#### Arbeitsanweisung
Entscheide für jede der drei Aussagen, ob sie mit dem Text über die Lähmung der Atemmuskulatur übereinstimmt, und antworte jeweils mit Ja oder Nein samt den entscheidenden Worten des Textes als wörtlichem Zitat. (a) Die Schrittmacherbehandlung ist an ein erfahrenes Zentrum gebunden. (b) Bei einer respiratorischen Insuffizienz im Rahmen von ALS genügt die Gabe von Sauerstoff allein. (c) Die Atemfunktion von ALS-Patienten soll erst dann regelmäßig untersucht werden, wenn Symptome auftreten.

#### Vorliegender Text
########################################

Schrittmacherbehandlung (Phrenic-Nerve-Stimulation, PNS)
In Einzelfällen kann bei einer beidseitigen Zwerchfelllähmung eine Schrittmacherbehandlung in Betracht gezogen werden. Dabei werden die Zwerchfellnerven elektrisch stimuliert, um das Zwerchfell zur Kontraktion zu bringen. Dieses Verfahren ist an ein erfahrenes Zentrum gebunden.
Weitere Maßnahmen
- Gewichtsreduktion: Bei übergewichtigen Patienten kann eine Gewichtsreduktion die Atemarbeit erleichtern.
- Medikamentöse Behandlung: Bei Begleiterkrankungen wie COPD oder Herzinsuffizienz kann eine medikamentöse Behandlung die Atemnot lindern.
- Ernährungssonde (PEG): Bei Schluckstörungen kann eine Ernährungssonde die Nahrungsaufnahme sicherstellen.
- Kommunikationshilfen: Bei ALS können Kommunikationssysteme wie Sprachcomputer helfen, wenn die Betroffenen nicht mehr sprechen können.
- Armroboter: Diese können bei ALS die Armbewegung unterstützen, wenn die Betroffenen diese nicht mehr selbstständig ausführen können.
Amyotrophe Lateralsklerose (ALS) und Atemmuskellähmung
Die Amyotrophe Lateralsklerose (ALS) ist eine fortschreitende neurodegenerative Erkrankung, die die motorischen Nervenzellen betrifft. Im Krankheitsverlauf kommt es häufig zu einer Schwäche der Atemmuskulatur, die zu einer respiratorischen Insuffizienz führen kann.
Besonderheiten bei ALS
- Frühe Erkennung: Um Atemstörungen rechtzeitig zu erkennen und eine Therapie einzuleiten, sollten bei ALS-Patienten regelmäßige Untersuchungen der Atemfunktion durchgeführt werden, auch wenn noch keine Symptome vorliegen.
- Atemphysiotherapie: Diese kann die Überforderung der Atemmuskulatur senken und die geschwächte Muskulatur stimulieren.
- Beatmungstherapie: Bei einer respiratorischen Insuffizienz ist eine Beatmungstherapie erforderlich, da die Gabe von Sauerstoff allein nicht ausreichend ist.
Forschung und Therapieansätze bei ALS
Die Forschung arbeitet an neuen Therapieansätzen, die auf die genetischen Ursachen von ALS abzielen. Dazu gehören Gentherapien und die Behandlung mit Antisense-Oligonukleotiden (ASOs), die Gene blockieren, die ALS auslösen.
Leben mit einer Lähmung der Atemmuskulatur
Eine Lähmung der Atemmuskulatur kann das Leben der Betroffenen stark beeinträchtigen. Es ist wichtig, die Erkrankung frühzeitig zu erkennen und eine adäquate Therapie einzuleiten, um die Symptome zu lindern und die Lebensqualität zu erhalten.
Wichtige Aspekte
- Patientenverfügung: Es ist ratsam, die persönliche Haltung zu lebensverlängernden Maßnahmen in einer Patientenverfügung festzuhalten.
- Soziale Kontakte: Der Erhalt sozialer Kontakte ist wichtig, um Isolation zu vermeiden.
- Hilfsmittel: Moderne Hilfsmittel können die Mobilität und Kommunikation verbessern und den Alltag erleichtern.

########################################

#### Extrahierte Einträge

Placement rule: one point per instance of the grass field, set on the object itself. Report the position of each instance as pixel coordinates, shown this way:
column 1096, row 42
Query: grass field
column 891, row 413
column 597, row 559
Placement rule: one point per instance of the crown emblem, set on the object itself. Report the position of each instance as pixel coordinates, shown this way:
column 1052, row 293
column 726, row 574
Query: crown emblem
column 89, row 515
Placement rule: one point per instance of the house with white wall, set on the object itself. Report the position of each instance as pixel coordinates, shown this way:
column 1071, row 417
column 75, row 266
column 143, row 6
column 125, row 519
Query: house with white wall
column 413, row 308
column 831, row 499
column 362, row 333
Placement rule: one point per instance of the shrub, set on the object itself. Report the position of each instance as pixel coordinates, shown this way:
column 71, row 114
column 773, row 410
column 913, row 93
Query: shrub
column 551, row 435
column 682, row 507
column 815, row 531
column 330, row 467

########################################

#### Ergebnis
(a) Ja: „Dieses Verfahren ist an ein erfahrenes Zentrum gebunden.“
(b) Nein: „da die Gabe von Sauerstoff allein nicht ausreichend ist“
(c) Nein: „auch wenn noch keine Symptome vorliegen“